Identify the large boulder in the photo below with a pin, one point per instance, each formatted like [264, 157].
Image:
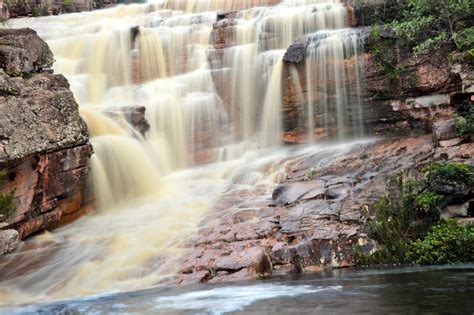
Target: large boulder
[23, 51]
[44, 144]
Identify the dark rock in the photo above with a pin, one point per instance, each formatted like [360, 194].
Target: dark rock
[286, 194]
[457, 211]
[133, 114]
[9, 240]
[39, 115]
[44, 144]
[444, 130]
[22, 51]
[297, 51]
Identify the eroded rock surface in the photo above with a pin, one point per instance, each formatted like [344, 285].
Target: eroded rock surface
[311, 220]
[44, 144]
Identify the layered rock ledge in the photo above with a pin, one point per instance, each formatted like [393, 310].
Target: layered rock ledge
[309, 222]
[44, 144]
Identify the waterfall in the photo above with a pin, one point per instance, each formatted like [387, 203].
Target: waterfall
[331, 91]
[204, 104]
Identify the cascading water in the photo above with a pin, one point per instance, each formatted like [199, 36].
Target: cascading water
[159, 55]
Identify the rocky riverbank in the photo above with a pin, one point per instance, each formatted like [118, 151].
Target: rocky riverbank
[312, 220]
[44, 147]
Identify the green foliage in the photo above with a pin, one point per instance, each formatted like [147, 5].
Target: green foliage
[430, 24]
[446, 243]
[410, 209]
[465, 124]
[454, 174]
[7, 205]
[465, 40]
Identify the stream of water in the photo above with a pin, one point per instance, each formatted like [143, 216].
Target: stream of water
[153, 190]
[435, 290]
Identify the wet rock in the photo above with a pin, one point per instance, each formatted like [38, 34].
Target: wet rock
[196, 277]
[44, 144]
[450, 143]
[133, 114]
[22, 51]
[337, 192]
[9, 240]
[286, 194]
[40, 115]
[241, 275]
[297, 51]
[444, 130]
[253, 258]
[457, 211]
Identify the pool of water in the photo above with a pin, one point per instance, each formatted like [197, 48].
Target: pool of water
[409, 290]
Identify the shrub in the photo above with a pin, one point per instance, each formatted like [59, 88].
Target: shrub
[410, 209]
[429, 24]
[446, 243]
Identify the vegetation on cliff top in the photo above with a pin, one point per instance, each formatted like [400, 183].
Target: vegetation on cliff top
[407, 222]
[430, 24]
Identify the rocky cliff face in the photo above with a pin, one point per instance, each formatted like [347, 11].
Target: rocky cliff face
[312, 220]
[44, 145]
[315, 217]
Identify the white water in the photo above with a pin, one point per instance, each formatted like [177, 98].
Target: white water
[150, 197]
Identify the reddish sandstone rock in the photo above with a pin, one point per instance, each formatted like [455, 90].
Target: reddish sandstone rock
[309, 222]
[44, 145]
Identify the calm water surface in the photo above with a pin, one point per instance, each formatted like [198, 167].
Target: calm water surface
[413, 290]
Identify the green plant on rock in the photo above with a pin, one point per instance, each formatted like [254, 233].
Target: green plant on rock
[446, 243]
[410, 209]
[430, 24]
[465, 124]
[7, 205]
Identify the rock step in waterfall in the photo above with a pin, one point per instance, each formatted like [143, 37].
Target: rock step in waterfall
[207, 99]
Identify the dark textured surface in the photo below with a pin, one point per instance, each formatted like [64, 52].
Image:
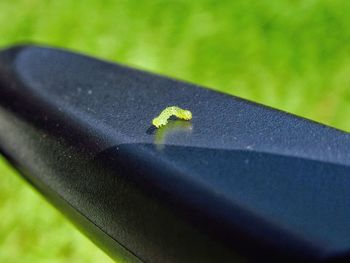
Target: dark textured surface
[240, 180]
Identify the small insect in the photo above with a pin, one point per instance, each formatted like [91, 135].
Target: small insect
[163, 117]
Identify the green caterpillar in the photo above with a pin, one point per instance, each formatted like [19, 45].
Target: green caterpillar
[163, 117]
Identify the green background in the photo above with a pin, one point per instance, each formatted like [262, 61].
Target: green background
[292, 55]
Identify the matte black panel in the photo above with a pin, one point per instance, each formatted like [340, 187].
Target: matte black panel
[239, 182]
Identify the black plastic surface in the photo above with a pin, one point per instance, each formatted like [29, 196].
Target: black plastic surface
[239, 182]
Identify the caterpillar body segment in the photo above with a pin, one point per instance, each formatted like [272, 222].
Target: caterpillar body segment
[163, 117]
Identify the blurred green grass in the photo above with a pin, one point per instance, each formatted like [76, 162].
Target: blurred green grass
[290, 54]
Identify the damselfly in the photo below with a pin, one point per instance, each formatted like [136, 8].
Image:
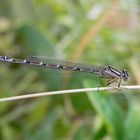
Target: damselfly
[107, 72]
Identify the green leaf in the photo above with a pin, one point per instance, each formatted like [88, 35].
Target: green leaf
[109, 111]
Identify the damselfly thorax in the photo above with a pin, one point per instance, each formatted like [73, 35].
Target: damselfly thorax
[107, 72]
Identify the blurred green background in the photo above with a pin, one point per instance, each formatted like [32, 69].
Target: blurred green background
[90, 31]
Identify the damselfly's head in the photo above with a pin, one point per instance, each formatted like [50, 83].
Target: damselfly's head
[125, 75]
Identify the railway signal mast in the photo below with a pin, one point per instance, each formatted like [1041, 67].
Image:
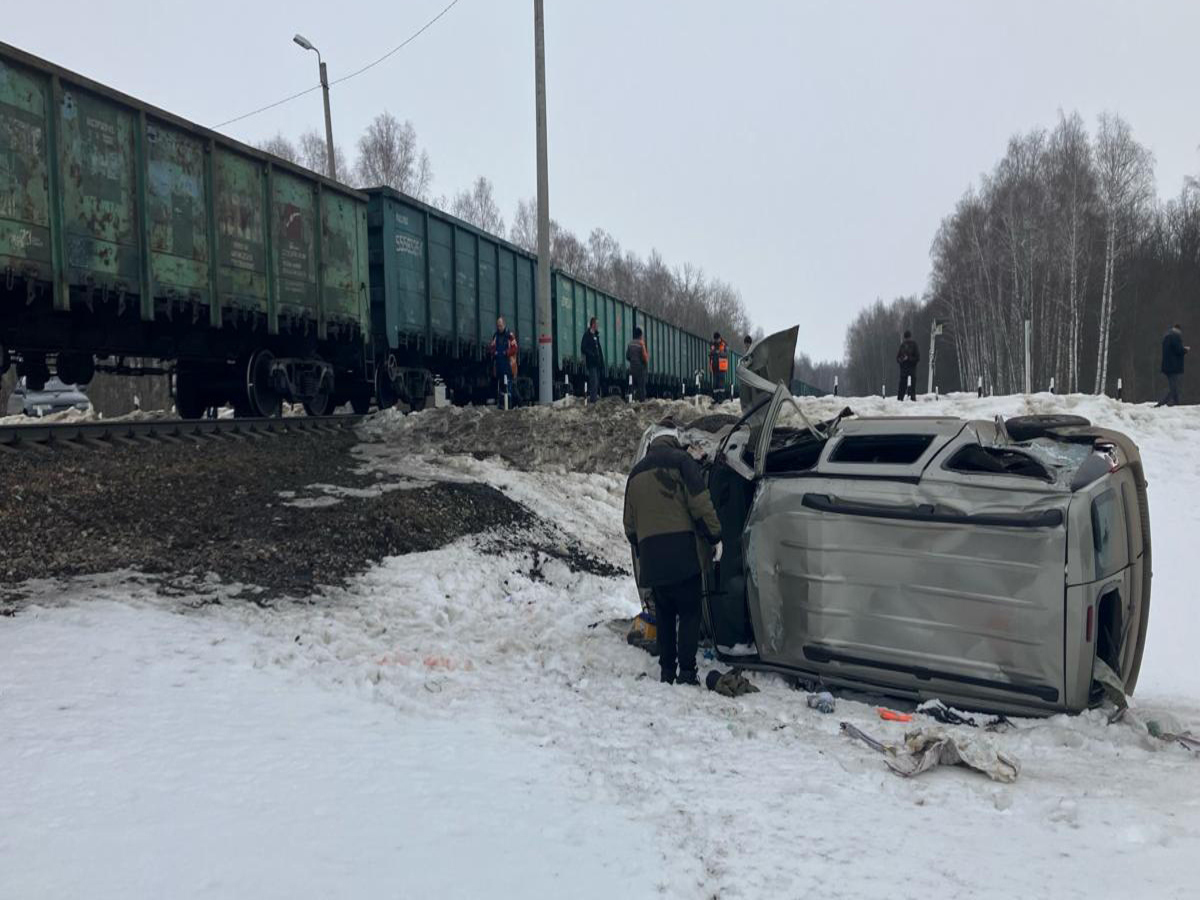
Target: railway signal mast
[545, 346]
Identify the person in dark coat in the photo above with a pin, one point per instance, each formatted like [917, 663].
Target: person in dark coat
[909, 355]
[639, 359]
[503, 349]
[1173, 364]
[593, 358]
[673, 529]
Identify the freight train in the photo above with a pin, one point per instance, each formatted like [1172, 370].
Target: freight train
[130, 234]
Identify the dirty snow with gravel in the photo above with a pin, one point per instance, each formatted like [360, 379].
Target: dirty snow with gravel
[463, 724]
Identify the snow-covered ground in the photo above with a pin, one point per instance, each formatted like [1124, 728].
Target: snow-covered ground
[463, 724]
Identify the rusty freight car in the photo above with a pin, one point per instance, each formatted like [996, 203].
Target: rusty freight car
[130, 233]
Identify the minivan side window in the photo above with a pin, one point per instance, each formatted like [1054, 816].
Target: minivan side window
[883, 449]
[1107, 538]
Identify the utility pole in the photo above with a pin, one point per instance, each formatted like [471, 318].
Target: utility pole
[330, 165]
[545, 342]
[935, 329]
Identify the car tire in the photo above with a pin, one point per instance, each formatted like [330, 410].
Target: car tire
[1027, 427]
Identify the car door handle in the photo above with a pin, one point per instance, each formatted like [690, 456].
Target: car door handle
[928, 513]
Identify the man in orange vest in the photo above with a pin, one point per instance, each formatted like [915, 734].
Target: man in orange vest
[503, 349]
[719, 364]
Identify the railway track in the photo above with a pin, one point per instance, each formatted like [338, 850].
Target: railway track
[100, 435]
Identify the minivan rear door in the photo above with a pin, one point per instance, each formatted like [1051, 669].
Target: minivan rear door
[883, 580]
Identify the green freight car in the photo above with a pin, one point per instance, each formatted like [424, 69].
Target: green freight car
[437, 287]
[678, 359]
[127, 233]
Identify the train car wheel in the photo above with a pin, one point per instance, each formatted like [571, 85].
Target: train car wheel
[262, 399]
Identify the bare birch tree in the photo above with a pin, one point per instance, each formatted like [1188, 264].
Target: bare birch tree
[389, 156]
[1126, 178]
[478, 205]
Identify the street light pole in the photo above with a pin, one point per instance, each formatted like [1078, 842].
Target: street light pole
[545, 346]
[330, 166]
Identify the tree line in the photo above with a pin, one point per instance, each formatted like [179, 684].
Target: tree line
[1065, 232]
[389, 154]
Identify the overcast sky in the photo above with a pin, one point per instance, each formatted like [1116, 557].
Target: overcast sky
[803, 151]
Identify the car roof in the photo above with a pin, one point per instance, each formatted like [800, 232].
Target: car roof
[901, 425]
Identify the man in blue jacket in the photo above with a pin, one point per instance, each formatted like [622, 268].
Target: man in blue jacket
[1173, 364]
[593, 359]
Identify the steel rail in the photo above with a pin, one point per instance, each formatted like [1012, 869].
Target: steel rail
[76, 436]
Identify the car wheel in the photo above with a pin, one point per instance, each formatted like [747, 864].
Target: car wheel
[1027, 427]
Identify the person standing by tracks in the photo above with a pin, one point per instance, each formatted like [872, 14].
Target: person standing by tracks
[719, 365]
[503, 349]
[670, 521]
[907, 358]
[639, 359]
[593, 358]
[1173, 364]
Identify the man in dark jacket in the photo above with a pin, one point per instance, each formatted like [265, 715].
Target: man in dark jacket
[639, 359]
[909, 355]
[1173, 364]
[670, 521]
[593, 358]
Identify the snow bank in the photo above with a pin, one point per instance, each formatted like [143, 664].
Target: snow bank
[174, 760]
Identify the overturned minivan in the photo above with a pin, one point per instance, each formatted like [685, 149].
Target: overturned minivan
[994, 565]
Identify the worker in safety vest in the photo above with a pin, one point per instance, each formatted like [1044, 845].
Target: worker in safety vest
[719, 364]
[503, 351]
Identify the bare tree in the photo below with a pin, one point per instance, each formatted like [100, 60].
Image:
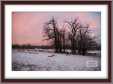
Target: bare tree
[73, 26]
[52, 32]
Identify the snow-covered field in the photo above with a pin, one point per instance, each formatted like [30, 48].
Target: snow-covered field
[46, 60]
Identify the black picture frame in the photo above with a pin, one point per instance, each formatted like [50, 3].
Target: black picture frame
[3, 3]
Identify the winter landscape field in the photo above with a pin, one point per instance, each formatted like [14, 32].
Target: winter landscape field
[47, 60]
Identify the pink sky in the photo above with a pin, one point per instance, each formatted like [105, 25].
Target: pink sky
[28, 26]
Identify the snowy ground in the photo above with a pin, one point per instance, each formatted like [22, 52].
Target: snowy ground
[46, 60]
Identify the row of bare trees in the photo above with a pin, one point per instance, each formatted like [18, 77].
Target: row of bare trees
[77, 38]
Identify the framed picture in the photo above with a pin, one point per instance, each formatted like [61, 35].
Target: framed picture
[56, 41]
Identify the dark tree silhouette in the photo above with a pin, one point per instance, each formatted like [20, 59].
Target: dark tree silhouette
[74, 27]
[52, 32]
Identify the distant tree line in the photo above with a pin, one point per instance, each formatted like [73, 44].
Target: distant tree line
[77, 39]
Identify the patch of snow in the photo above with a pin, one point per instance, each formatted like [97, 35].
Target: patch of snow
[34, 59]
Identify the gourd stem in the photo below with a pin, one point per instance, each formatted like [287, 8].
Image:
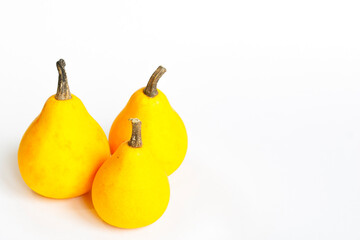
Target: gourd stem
[151, 88]
[135, 140]
[63, 91]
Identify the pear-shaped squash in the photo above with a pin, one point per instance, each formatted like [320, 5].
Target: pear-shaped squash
[163, 130]
[63, 147]
[131, 190]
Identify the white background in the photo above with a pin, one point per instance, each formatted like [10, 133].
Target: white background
[268, 90]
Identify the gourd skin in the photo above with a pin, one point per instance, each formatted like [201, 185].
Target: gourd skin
[130, 190]
[62, 149]
[163, 131]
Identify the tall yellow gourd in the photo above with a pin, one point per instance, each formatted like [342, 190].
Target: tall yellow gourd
[131, 190]
[163, 130]
[63, 147]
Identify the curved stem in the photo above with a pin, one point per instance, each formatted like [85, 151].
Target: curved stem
[151, 88]
[135, 140]
[63, 91]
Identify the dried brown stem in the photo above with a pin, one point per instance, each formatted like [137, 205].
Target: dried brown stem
[135, 140]
[151, 88]
[63, 91]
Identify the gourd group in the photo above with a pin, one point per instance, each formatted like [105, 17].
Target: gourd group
[64, 153]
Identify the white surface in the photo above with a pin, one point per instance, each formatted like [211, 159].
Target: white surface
[269, 92]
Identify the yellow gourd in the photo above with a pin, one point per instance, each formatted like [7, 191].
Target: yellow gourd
[131, 190]
[163, 130]
[63, 147]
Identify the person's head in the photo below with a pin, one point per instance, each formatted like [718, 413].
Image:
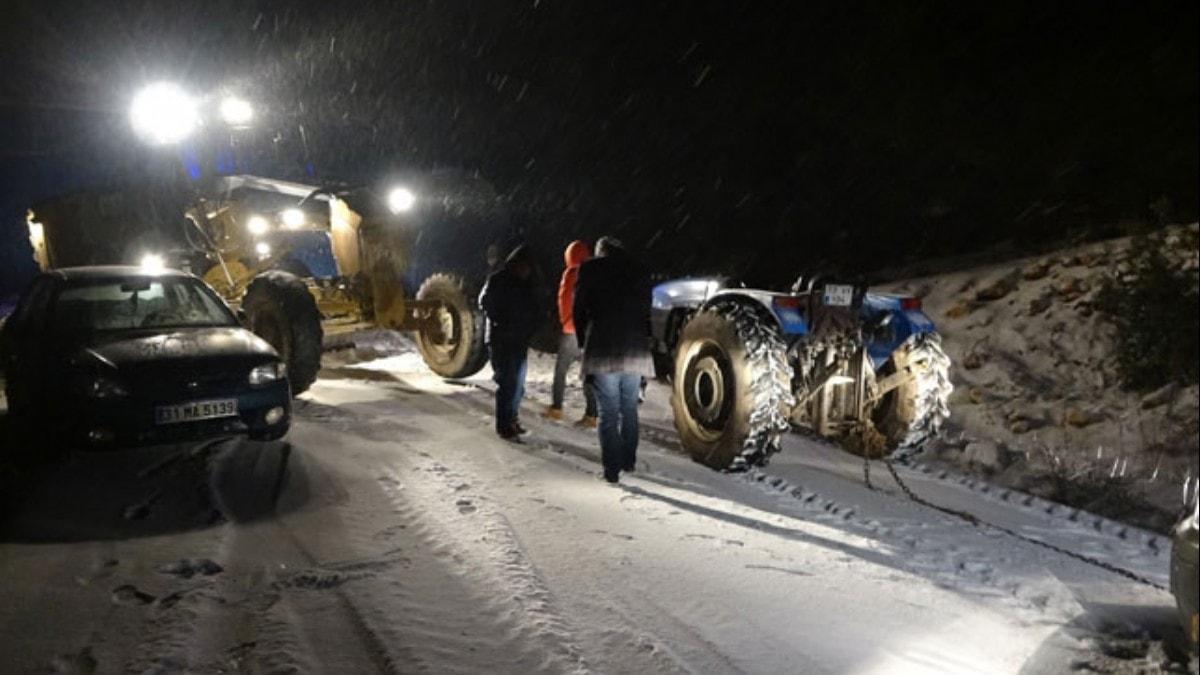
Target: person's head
[576, 254]
[609, 245]
[520, 262]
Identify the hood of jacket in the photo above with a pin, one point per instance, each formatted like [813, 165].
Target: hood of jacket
[576, 254]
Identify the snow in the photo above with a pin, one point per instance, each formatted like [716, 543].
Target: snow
[395, 532]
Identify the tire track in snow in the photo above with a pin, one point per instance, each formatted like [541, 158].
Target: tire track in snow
[523, 610]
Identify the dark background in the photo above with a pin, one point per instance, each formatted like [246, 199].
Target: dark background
[759, 138]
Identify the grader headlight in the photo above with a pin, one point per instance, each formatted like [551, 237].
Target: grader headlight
[258, 226]
[401, 199]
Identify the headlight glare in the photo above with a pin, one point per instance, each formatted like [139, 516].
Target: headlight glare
[101, 387]
[268, 372]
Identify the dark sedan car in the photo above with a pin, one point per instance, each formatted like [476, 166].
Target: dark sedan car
[121, 354]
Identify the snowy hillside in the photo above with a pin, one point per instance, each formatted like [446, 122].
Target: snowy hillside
[1037, 401]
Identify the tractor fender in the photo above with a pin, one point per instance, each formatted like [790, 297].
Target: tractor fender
[781, 308]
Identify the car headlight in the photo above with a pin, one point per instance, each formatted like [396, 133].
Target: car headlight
[268, 372]
[101, 387]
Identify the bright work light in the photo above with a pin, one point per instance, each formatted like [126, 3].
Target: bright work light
[401, 199]
[163, 113]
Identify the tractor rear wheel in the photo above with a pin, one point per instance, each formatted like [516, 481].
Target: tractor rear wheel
[731, 393]
[455, 347]
[913, 412]
[281, 310]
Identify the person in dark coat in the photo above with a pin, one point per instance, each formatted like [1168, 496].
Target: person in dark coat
[510, 302]
[612, 323]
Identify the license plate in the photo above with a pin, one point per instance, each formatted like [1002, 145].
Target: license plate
[195, 411]
[839, 296]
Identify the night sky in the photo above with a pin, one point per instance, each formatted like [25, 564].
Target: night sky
[757, 138]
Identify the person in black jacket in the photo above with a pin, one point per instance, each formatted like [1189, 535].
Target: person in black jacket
[510, 302]
[612, 318]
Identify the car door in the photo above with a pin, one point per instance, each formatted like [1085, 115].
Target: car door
[24, 341]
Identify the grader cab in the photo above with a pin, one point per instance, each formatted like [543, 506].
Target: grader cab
[299, 261]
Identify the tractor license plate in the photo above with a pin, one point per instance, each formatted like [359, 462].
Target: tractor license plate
[195, 411]
[839, 296]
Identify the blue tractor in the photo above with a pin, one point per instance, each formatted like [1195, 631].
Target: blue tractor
[865, 370]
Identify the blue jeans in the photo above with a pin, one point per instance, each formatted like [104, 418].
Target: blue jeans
[617, 398]
[569, 353]
[508, 371]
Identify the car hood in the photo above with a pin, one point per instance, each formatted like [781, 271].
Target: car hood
[181, 345]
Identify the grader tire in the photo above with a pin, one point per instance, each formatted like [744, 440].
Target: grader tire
[915, 412]
[457, 350]
[281, 310]
[731, 392]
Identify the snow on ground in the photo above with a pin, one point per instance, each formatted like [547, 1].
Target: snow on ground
[1037, 394]
[395, 532]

════════════════════

— PROBLEM REQUIREMENTS —
Reproduce nothing but the lines from the line containing "Identify the blue jeans" to the last line of the data, each exactly as written.

— REPLY TO THE EXERCISE —
Identify the blue jeans in the photo above with a pin, one point per instance, each formatted like [104, 418].
Target: blue jeans
[617, 398]
[569, 353]
[508, 371]
Identify the car hood in the photo above with a pin, one point per instance, each formatted like [781, 271].
Target: car hood
[181, 345]
Identify the grader tire in the photo above with a pin, one point per instance, each formatted like [744, 440].
Target: grader tire
[915, 412]
[457, 350]
[281, 310]
[731, 392]
Identify the snow on ground in the photo above with a pin, one point per instance, each formatted like [547, 1].
Target: snow on ground
[1037, 394]
[395, 532]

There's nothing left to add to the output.